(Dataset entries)
○ ○ ○ ○ ○ ○ ○
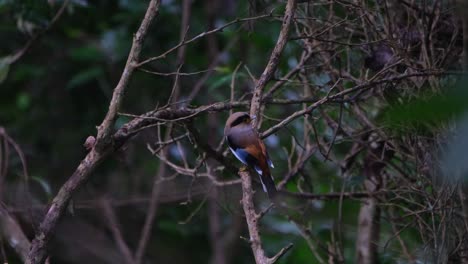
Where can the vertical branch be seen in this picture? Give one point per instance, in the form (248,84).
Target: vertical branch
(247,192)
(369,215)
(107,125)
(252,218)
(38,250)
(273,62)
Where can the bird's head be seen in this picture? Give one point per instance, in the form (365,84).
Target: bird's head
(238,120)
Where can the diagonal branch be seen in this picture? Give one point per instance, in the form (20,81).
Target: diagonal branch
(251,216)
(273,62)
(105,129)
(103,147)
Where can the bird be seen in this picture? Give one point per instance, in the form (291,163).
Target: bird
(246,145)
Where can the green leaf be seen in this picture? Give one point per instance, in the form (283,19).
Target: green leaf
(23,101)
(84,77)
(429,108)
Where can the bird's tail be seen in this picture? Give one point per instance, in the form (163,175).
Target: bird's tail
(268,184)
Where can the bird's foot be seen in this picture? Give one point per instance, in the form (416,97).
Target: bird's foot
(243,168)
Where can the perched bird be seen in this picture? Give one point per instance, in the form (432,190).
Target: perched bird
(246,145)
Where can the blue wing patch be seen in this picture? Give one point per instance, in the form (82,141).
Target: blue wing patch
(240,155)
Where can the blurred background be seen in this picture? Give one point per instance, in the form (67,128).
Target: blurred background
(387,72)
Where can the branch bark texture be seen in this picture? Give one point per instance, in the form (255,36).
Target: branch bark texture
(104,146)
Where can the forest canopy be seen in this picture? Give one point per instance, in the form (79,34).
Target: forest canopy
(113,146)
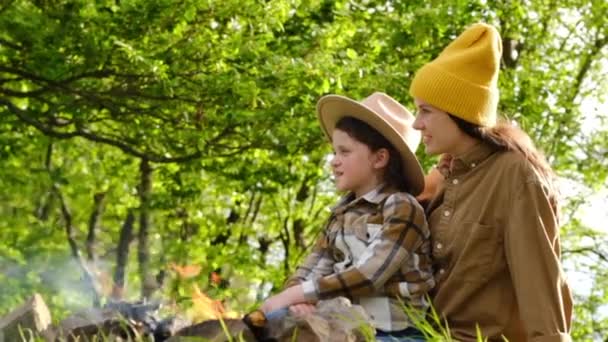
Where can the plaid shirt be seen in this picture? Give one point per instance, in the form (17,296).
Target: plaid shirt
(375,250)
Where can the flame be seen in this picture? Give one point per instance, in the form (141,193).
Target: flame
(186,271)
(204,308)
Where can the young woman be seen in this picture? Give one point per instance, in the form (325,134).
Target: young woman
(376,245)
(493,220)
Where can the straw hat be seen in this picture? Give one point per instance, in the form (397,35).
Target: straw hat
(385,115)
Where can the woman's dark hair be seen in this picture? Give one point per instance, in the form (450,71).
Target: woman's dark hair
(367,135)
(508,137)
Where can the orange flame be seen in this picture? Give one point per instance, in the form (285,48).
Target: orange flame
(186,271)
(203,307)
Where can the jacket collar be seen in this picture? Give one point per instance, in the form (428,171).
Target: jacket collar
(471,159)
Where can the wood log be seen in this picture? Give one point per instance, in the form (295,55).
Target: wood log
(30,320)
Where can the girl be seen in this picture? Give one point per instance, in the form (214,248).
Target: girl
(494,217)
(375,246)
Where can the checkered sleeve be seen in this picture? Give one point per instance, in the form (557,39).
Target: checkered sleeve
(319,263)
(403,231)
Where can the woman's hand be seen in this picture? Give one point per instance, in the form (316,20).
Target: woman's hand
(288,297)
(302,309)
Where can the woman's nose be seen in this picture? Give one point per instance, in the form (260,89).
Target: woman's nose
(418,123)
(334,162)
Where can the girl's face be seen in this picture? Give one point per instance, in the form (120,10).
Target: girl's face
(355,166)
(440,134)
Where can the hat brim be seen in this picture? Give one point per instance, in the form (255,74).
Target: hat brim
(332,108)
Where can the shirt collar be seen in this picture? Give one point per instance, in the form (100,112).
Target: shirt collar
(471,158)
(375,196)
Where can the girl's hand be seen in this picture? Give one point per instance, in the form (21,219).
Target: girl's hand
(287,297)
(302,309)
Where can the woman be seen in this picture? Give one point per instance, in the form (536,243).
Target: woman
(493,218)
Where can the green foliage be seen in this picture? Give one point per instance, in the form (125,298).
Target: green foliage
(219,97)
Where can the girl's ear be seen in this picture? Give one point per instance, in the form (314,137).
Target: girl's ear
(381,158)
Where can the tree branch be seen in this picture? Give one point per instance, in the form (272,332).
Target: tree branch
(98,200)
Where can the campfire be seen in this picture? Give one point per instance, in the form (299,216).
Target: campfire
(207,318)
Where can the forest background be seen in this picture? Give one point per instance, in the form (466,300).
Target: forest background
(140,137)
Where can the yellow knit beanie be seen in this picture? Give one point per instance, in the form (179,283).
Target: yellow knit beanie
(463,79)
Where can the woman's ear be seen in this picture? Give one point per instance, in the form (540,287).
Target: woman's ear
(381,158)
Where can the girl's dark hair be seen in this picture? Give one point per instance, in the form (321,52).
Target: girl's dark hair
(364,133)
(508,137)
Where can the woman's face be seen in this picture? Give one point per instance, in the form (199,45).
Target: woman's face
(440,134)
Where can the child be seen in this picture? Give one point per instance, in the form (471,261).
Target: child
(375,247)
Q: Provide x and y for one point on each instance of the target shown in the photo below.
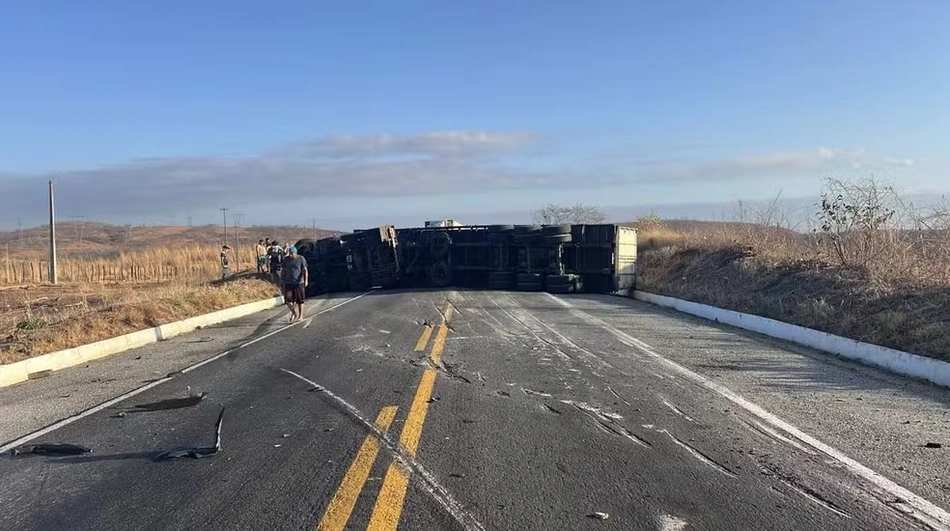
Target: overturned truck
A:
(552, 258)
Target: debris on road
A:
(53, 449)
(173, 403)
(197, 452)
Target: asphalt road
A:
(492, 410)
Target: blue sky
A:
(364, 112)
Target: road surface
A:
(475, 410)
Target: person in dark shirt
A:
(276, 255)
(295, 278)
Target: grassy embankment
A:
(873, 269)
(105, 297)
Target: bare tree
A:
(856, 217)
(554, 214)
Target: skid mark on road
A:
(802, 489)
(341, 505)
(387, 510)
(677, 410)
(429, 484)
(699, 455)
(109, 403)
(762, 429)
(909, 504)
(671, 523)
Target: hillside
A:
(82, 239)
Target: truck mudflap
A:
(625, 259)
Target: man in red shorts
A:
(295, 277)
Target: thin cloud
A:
○ ○ ○ ○ ○ ○ ○
■ Task:
Give back each entry exactly as it appears, with no pictures.

■ Response:
Where can the vertical branch be seen in this picture? Give one point per instance, in the form (248,84).
Target: vertical branch
(247,192)
(369,215)
(107,125)
(252,218)
(38,250)
(273,62)
Where can the bird's head be seen in this picture? Give one point per instance, in the form (365,84).
Target: bird's head
(238,120)
Where can the diagonal branch be seen in this picture? Give one point per instance, in the form (20,81).
Target: diagonal branch
(251,216)
(273,62)
(105,129)
(103,147)
Where can the bird be seen in this picture? Give one point per instance, in the form (291,163).
Target: bird
(246,145)
Where can the green leaf be seen in this picture? Give one point per instance, in the form (283,19).
Target: green leaf
(23,101)
(84,77)
(429,108)
Where can the bird's tail be seen in this picture? Give one point per instance, in the form (163,175).
Target: bird's tail
(268,184)
Where can the bird's foot be seen in this picture? Give one point per instance, in the form (416,97).
Target: bird's foot
(243,168)
Where can the perched bird be seen in this picture? Give one point per instance, in the form (432,190).
Target: perched bird
(246,145)
Where can the blue wing patch be seen in this picture? Give one point per instance, in the form (82,141).
Target: blue wing patch
(240,155)
Where can the blurred background be seen in this picture? Give one point per instance, in the form (67,128).
Target: blurred background
(387,72)
Where can the branch bark texture be seen in this picture? Give one point per instance, in the form (255,36).
Target: branch bark texture
(104,146)
Where can the forest canopy be seen in this picture? Give one point per instance, in the form (79,34).
Target: forest canopy
(113,146)
Where can the plaid shirt be seen in this picture? Give one point per instance, in the form (17,296).
Target: plaid shirt
(375,250)
Where can the flame be seen in this picture? Give one point per instance, in the form (141,193).
Target: flame
(186,271)
(204,308)
Where can the young woman be seen in this picture? Give one point per instance, in the form (325,134).
Target: young woman
(376,245)
(493,220)
Where can the straw hat be seen in this picture? Give one point per instance, in the form (397,35).
Target: straw hat
(385,115)
Where can the woman's dark hair be seen in this picture? Give one point per instance, in the form (450,71).
Target: woman's dark hair
(367,135)
(508,137)
Where can the orange flame be seen in this picture? Give one point per instance, in the form (285,48).
Target: orange flame
(186,271)
(203,307)
Where can the jacket collar be seen in this picture? Give one point per instance, in the form (428,171).
Target: jacket collar
(471,159)
Where can the wood log be seen in this picture? Give one point per instance, in the form (295,55).
Target: wood log
(30,320)
Where can the girl be seen in this picture? Give one point per instance, in the form (214,248).
Target: girl
(494,217)
(375,246)
Where can the checkered sleeve be seen in this picture? Give one point per instance, in the form (557,39).
Target: checkered sleeve
(319,263)
(403,231)
Where can the woman's hand be seen in this picture? Give one point per instance, in the form (316,20).
Target: woman's hand
(288,297)
(302,309)
Where can the woman's nose be seen in this picture? Give one point per instance, in the form (260,89).
Target: woman's nose
(418,123)
(334,162)
Where can the girl's face be seen in this picture? Give one point per instance, in the form (120,10).
Target: girl's face
(355,166)
(440,134)
Where can the hat brim be seen in this picture? Give one point per instance, in the form (255,74).
Target: hat brim
(332,108)
Where can the shirt collar be seen in this picture? Give one point per instance, in the form (100,112).
Target: shirt collar
(471,158)
(375,196)
Where can the girl's hand be seen in this picture? Give one point per instance, in the form (21,219).
Target: girl's hand
(287,297)
(302,309)
Where can the woman be seen in this picture? Give one point per instance, in the form (536,243).
Target: woman
(493,218)
Where can the green foliage be seen in this picture? Give one point per instance, in the form (125,298).
Target: green foliage
(219,97)
Where can the girl's ear be seen in this picture? Give one point per instance, in the form (314,137).
Target: girl's ear
(381,158)
Where can the tree branch be seen in this picture? Give one point per instance, in the form (272,332).
Target: tree branch
(98,200)
Where can the campfire be seen in this picture? Give one point per instance, in the form (299,216).
Target: campfire
(207,318)
Where can the forest background be seen in this picture? Give one point per instance, in the form (466,300).
Target: forest background
(140,137)
Where can the yellow knit beanie be seen in this picture? Give one point per instance, in the form (179,283).
Target: yellow knit beanie
(463,79)
Where can the woman's ear be seen in this picture? Give one point per instance, in the form (540,287).
Target: woman's ear
(381,158)
Where can the girl's dark hair be seen in this picture? Give one point per instance, in the form (321,52).
Target: girl's dark hair
(364,133)
(508,137)
Where can the woman's face be seen in this picture? Give one point per instance, in the form (199,45).
Target: woman's face
(440,134)
Where can the child be seen in this picture? Give one point per instance, in the form (471,261).
Target: child
(375,247)
Q: Provide x and y for one point on each instance of the target shown in the photo below.
Target: overturned truck
A:
(552, 258)
Target: debris on road
A:
(53, 449)
(173, 403)
(197, 452)
Target: asphalt road
A:
(492, 410)
Target: blue sky
A:
(364, 112)
Target: road surface
A:
(475, 410)
Target: person in dark shirt
A:
(276, 255)
(295, 278)
Target: grassy embankment
A:
(873, 269)
(105, 297)
Target: bare tree
A:
(856, 217)
(554, 214)
Target: skid mark on road
A:
(802, 489)
(341, 505)
(387, 510)
(677, 410)
(429, 484)
(699, 455)
(109, 403)
(762, 429)
(909, 504)
(671, 523)
Target: hillside
A:
(82, 239)
Target: truck mudflap
A:
(625, 259)
Target: man in red shorts
A:
(295, 277)
Target: thin cloud
A:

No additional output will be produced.